* **WHAT IS BEING ASKED**
Across the entries below, determine how many lines include the word "bust". State only the resulting number.

* **DATA FOR REVIEW**
· · ·
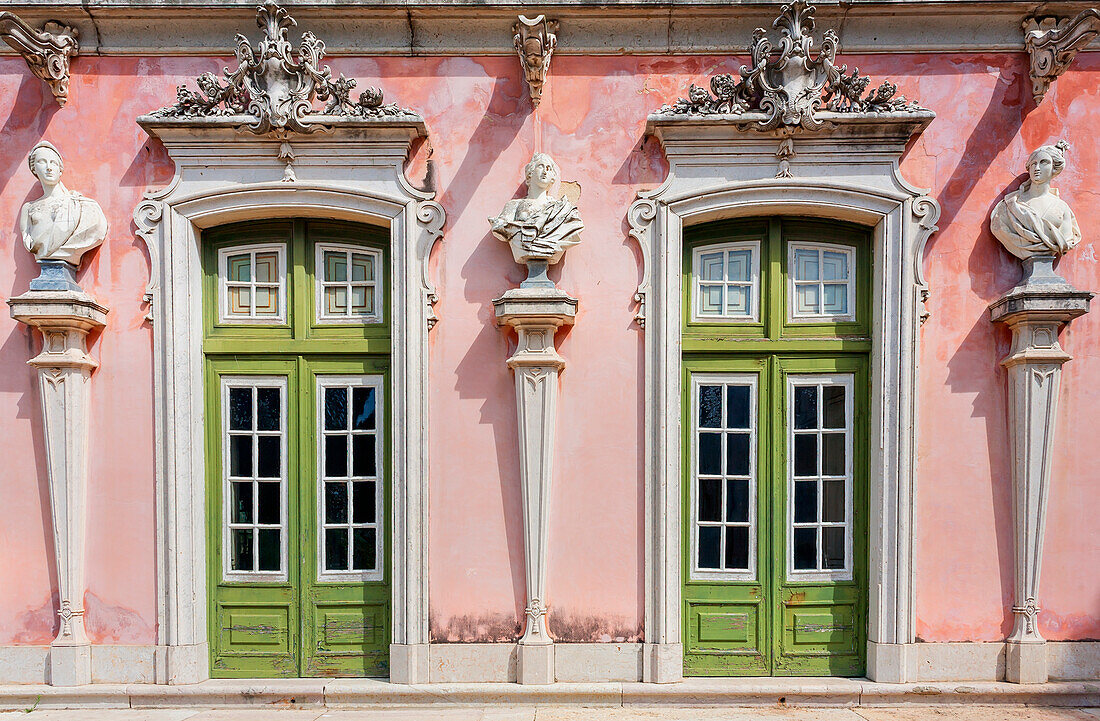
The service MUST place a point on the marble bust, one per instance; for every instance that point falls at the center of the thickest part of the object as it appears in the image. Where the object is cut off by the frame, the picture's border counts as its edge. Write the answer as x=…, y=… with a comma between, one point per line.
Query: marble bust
· · ·
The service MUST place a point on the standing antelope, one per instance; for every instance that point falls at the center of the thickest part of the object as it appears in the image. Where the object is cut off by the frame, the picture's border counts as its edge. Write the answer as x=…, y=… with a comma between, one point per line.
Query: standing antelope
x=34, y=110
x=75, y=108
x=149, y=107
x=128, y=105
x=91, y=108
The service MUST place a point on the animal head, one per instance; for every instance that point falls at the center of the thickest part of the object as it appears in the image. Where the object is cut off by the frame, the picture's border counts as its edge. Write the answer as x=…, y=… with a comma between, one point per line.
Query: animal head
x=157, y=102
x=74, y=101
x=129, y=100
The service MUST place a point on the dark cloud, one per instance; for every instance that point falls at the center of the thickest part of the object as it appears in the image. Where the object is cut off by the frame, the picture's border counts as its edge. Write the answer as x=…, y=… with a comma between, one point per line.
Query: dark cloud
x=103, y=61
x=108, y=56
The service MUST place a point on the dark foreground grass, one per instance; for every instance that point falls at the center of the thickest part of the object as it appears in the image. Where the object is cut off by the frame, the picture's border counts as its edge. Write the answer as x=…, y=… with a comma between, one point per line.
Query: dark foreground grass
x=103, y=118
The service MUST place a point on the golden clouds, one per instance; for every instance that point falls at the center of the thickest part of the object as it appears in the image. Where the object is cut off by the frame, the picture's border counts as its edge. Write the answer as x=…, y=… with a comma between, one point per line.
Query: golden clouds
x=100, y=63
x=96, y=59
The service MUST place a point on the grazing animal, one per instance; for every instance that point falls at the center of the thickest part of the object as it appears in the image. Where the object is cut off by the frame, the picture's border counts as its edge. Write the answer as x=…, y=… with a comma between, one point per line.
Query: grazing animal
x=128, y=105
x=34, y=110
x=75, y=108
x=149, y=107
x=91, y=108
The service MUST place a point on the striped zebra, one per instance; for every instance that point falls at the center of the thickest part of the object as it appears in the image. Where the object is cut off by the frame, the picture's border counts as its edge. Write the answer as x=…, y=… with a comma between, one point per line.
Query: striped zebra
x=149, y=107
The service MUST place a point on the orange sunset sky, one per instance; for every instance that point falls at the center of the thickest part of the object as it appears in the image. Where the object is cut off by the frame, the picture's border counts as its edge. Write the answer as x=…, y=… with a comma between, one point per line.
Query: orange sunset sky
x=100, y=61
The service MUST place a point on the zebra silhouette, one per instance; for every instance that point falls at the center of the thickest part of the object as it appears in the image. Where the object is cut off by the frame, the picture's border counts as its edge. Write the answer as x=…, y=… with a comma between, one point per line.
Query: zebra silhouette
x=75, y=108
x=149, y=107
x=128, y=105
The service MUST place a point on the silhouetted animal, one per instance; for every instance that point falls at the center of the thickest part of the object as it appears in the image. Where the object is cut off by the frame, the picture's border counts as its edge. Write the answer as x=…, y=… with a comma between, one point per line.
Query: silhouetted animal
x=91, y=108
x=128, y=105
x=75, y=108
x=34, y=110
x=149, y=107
· · ·
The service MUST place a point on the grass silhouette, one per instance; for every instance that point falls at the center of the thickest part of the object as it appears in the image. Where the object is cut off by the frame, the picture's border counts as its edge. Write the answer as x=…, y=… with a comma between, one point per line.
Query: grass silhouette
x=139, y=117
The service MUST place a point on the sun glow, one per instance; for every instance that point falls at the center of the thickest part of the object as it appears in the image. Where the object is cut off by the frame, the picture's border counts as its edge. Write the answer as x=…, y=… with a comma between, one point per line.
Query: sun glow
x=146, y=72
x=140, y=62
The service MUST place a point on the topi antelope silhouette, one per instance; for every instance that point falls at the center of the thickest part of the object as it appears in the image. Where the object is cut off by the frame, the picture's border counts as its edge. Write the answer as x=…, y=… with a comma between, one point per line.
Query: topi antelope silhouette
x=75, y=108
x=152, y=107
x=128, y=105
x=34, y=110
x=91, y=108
· · ·
* **WRITTEN SOLUTION**
2